INSTRUCTION:
Write out everything from the line containing "Would you mind tagging the blue" down to the end of the items, requests included, and add 130 to every coordinate in the answers.

--- Start ---

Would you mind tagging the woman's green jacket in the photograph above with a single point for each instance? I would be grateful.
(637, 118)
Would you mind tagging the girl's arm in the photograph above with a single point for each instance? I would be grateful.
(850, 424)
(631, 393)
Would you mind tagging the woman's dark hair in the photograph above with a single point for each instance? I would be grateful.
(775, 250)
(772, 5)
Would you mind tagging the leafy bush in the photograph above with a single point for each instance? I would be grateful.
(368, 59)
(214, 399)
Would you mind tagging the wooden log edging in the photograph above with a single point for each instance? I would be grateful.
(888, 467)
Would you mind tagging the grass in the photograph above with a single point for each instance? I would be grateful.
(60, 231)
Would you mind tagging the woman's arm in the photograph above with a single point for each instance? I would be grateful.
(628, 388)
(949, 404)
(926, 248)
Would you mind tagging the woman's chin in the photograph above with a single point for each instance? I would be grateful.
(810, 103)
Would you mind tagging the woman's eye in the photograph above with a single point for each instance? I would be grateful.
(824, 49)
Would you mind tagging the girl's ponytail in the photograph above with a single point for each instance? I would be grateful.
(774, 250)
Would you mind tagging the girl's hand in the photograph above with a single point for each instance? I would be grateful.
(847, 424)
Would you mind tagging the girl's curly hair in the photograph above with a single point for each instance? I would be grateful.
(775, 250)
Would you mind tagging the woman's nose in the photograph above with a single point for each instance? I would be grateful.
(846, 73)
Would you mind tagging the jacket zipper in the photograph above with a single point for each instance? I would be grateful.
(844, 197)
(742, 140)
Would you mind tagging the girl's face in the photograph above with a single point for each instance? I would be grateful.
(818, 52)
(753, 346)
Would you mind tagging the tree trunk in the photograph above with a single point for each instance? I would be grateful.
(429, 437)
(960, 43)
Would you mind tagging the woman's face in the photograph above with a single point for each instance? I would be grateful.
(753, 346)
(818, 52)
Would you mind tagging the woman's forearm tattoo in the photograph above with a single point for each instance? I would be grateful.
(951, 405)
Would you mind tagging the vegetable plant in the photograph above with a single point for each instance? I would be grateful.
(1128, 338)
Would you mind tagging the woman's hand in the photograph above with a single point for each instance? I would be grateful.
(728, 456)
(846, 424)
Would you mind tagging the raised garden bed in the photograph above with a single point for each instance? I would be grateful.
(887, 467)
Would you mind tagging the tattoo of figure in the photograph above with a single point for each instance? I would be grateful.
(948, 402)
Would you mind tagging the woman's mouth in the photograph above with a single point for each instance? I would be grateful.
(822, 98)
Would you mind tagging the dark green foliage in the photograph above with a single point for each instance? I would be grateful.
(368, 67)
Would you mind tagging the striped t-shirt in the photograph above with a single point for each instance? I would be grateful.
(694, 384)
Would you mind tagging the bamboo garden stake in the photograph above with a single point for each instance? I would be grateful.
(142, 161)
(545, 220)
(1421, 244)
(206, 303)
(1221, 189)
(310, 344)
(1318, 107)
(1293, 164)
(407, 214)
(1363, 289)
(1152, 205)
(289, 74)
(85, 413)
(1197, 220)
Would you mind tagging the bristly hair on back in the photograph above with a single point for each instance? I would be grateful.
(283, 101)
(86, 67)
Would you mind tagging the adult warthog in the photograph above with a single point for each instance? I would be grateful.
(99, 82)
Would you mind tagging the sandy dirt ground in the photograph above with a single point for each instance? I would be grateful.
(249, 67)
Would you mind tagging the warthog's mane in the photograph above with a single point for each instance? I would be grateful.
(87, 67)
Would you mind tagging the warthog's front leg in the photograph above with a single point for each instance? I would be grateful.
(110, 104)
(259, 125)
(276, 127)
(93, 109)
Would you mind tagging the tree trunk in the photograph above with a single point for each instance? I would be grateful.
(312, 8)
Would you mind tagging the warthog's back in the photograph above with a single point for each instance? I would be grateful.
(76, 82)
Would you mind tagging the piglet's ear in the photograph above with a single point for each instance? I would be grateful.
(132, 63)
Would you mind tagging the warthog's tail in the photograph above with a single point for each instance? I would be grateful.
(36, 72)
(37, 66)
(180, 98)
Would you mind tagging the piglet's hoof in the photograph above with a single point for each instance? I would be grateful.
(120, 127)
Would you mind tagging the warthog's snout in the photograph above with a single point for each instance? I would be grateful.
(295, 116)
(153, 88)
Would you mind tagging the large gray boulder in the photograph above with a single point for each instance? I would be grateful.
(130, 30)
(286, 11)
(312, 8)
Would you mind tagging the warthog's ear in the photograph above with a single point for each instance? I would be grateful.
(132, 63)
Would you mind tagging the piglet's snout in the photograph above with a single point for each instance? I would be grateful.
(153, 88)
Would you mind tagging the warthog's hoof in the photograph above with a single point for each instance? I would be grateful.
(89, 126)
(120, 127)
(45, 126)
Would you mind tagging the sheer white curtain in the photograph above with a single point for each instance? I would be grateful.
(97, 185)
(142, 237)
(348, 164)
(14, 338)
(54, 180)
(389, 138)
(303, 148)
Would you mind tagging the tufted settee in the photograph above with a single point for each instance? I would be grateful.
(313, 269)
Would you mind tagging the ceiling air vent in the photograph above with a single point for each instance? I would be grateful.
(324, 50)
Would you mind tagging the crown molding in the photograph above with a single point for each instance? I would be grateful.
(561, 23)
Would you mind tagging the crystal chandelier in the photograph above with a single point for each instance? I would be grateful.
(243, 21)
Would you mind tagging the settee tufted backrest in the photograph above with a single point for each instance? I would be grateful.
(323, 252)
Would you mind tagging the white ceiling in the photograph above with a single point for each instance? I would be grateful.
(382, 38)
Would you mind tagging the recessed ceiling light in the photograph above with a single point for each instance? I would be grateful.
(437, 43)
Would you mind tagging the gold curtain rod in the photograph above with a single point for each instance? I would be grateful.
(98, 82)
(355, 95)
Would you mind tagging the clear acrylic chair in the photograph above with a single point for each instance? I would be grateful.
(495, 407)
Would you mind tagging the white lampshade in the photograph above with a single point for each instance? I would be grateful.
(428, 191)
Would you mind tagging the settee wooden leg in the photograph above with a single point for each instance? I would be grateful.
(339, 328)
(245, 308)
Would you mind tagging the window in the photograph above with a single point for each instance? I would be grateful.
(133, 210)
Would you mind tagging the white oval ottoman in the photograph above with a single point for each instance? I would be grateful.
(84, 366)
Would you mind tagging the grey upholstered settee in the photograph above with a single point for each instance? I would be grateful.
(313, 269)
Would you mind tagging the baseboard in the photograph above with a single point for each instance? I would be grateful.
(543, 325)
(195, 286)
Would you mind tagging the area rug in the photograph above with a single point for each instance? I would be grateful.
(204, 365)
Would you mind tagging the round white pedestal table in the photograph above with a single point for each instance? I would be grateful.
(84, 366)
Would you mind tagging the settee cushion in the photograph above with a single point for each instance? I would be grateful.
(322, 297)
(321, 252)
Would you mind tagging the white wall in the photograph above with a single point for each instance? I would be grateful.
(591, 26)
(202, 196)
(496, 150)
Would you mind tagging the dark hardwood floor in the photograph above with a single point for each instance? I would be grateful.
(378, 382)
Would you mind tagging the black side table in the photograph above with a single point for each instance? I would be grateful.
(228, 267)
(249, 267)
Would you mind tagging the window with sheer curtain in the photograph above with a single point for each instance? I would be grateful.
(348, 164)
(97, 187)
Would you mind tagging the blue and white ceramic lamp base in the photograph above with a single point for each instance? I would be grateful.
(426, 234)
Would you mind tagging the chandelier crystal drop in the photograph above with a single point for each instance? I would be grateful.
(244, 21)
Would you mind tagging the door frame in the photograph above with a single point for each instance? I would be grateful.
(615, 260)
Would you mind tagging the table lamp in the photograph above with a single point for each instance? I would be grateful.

--- End ---

PROBLEM SOLUTION:
Would you mind tagging the blue and white ceramic lamp base in the photograph above with a single point for each instance? I would be grateful.
(556, 364)
Would you mind tagging the chandelier crystal drop in the photograph above with a single point for each instance? I would be grateful.
(374, 151)
Would you mind tagging the door frame in the photograph above with a single point for each instance? I would be grateful.
(745, 390)
Would you mind tagging the table lamp in the photograph above with a single point for each instance? I would be grateful.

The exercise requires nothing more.